TEXT PASSAGE below:
The ER surgeon who called me “one tough cookie” (mind you, I wasn’t trying to win any awards or anything, was just in survival mode) was concerned about admitting me due to the influx of Covid patients so she told me she was going to try a less-invasive procedure (I later learned it was called a thoracostomy) to see if she could send me home to recover. She said the likelihood of it working was 50/50, and it involved puncturing through my rib cage with a sharp-ended tube about the diameter and length of my pinky. The tube (a one-way valve) had a box attached which they taped to my side. The purpose was to aspirate the air in my pleural cavity as I inhaled in order to allow my lung to re-inflate. It seemed to be working so the doctor sent me home (to my brother’s house; he didn’t want me home alone) with the tube inserted and instructed me to report back the next two nights for x-rays to make sure the lung was staying inflated. I spent the entire night coughing up fluid and wasn’t breathing much better. The next night (Saturday, 12/11/21) I reported back to the ER and was greeted by the receptionist who informed me that I was their miracle patient and the entire ER had been talking about me since the night before! That was unexpected – almost as unexpected as me finding out that this first surgical attempt from Friday night didn’t hold up (the tube slipped out). I was admitted for a more invasive surgical procedure to re-inflate – this one I would be in the hospital for three days with the tube inserted.

Second surgery: a longer tube inserted to inflate the lung (12/11/21). By the way, my chart says allergies to latex but unfortunately, that is a latex bandage. I ended up with huge blisters, which scarred. Not fun.
End of TEXT PASSAGE.
DATASET EXTRACT below:
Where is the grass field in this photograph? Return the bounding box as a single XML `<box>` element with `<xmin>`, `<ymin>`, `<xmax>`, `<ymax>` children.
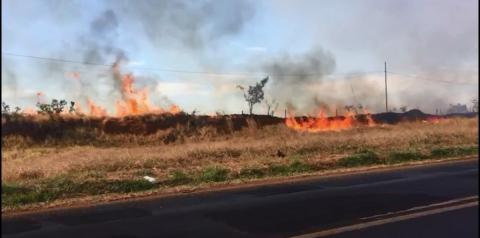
End of DATASET EXTRACT.
Can you output, word for word, the part of the collapsed-lung account between "Second surgery: a" and "scarred. Not fun.", inclusive?

Second surgery: a longer tube inserted to inflate the lung (12/11/21). By the way, my chart says allergies to latex but unfortunately, that is a latex bandage. I ended up with huge blisters, which scarred. Not fun.